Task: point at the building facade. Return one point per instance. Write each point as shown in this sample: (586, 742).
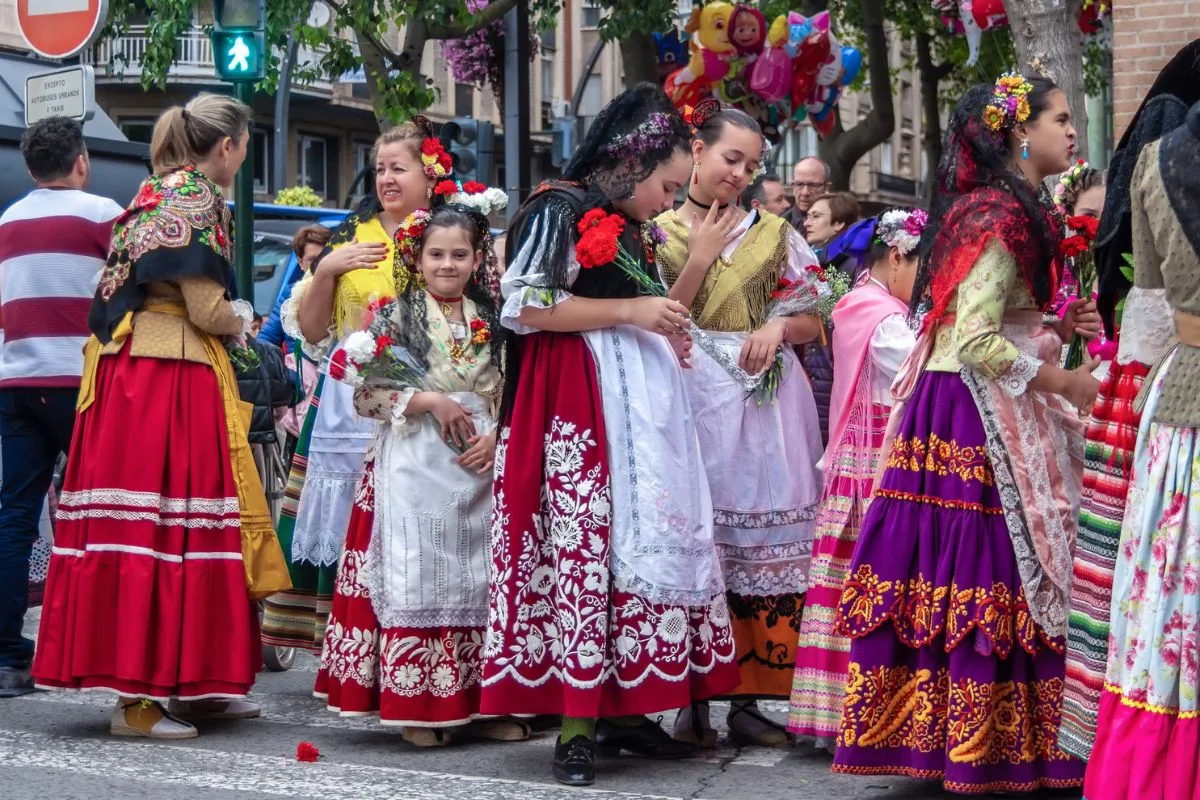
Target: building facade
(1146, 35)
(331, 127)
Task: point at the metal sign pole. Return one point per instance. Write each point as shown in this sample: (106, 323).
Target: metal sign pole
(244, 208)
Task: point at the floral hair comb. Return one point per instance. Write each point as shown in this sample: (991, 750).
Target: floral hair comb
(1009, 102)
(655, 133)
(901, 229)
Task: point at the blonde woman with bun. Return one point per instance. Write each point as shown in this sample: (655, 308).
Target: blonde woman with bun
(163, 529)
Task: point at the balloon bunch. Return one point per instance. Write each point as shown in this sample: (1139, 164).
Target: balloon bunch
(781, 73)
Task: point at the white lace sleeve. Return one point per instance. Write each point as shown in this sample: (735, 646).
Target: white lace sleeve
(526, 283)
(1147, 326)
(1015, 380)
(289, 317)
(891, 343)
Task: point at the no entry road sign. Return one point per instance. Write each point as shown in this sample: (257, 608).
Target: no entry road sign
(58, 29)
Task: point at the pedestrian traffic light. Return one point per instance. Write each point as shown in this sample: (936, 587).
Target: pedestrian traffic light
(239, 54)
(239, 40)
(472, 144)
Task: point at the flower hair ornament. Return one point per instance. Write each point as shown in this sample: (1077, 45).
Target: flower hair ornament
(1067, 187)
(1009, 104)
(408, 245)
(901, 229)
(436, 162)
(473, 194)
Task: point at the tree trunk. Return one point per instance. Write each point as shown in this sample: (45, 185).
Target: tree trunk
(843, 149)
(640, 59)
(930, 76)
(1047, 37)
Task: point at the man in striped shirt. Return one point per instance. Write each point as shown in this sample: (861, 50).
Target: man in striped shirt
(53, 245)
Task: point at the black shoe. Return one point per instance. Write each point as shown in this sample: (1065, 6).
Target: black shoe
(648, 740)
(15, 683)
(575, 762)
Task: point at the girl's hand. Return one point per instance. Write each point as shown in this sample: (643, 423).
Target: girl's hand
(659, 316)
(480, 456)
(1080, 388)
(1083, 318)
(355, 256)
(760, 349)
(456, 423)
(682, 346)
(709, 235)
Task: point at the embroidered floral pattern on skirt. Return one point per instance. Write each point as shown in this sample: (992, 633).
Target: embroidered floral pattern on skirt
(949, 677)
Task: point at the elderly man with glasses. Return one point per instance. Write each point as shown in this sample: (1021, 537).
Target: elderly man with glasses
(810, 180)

-.-.-

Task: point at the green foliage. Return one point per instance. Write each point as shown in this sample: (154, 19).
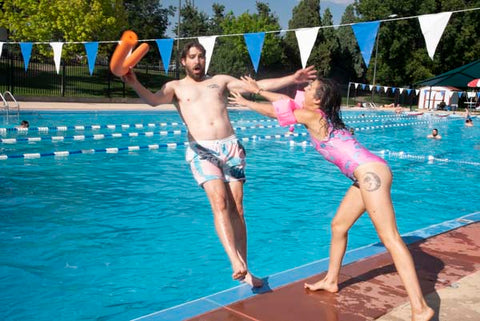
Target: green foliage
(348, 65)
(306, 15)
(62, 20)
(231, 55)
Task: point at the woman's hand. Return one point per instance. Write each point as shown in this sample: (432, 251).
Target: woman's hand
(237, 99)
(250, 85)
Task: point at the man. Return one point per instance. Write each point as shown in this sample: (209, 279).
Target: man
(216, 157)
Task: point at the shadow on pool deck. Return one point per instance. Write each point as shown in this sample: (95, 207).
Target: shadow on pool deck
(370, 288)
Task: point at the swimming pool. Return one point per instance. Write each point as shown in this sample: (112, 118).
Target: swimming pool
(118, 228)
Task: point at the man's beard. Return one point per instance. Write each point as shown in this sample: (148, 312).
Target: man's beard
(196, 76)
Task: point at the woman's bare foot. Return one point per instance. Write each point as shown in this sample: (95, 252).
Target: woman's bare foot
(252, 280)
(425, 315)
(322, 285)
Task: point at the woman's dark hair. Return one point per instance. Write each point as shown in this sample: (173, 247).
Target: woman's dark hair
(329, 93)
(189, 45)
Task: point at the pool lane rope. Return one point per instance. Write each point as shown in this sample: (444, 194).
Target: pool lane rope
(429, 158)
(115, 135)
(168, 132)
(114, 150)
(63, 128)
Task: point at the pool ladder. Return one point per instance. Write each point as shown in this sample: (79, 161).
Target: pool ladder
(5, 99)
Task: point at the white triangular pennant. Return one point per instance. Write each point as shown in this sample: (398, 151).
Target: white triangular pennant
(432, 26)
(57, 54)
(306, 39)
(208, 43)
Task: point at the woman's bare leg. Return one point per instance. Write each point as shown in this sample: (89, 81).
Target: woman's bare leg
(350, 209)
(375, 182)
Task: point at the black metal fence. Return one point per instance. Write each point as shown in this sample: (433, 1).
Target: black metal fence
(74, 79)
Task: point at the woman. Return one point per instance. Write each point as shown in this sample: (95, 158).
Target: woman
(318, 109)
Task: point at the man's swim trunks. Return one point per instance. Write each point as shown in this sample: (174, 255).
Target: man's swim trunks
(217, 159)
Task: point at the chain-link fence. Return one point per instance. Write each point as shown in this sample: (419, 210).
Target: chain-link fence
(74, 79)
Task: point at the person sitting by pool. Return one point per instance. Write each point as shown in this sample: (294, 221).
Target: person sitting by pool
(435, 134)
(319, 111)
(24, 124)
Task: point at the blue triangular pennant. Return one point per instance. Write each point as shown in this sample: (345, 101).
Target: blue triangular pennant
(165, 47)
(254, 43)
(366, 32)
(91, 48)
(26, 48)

-.-.-

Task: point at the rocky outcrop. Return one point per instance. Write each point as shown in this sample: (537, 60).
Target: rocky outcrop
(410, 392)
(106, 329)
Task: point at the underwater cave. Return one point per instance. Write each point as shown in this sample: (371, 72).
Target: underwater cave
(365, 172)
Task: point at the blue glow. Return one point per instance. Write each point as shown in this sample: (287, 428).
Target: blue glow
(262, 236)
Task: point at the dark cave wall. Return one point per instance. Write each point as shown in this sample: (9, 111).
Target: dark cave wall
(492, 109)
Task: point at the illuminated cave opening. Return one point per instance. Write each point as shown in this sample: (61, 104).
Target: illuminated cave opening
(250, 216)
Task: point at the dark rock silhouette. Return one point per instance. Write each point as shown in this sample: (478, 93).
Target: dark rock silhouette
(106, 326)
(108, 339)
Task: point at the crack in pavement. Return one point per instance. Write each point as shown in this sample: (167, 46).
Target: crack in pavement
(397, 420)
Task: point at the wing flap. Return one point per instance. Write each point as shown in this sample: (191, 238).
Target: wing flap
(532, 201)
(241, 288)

-.-.-

What is needed. Restate word for word the lines of the data above, starting at the line containing "Target: floral hair comb" and ending at the line containing "Task: point at the balloon", both included, and nothing more.

Your solution.
Target: floral hair comb
(1009, 102)
(655, 133)
(901, 229)
Task: point at the blonde woman with bun. Return one point per instance. Write each point as shown in this sample: (655, 308).
Target: blonde woman with bun
(163, 529)
Task: point at the balloon bunch. Return one point per instance. Write each point as shown in this sample: (1139, 164).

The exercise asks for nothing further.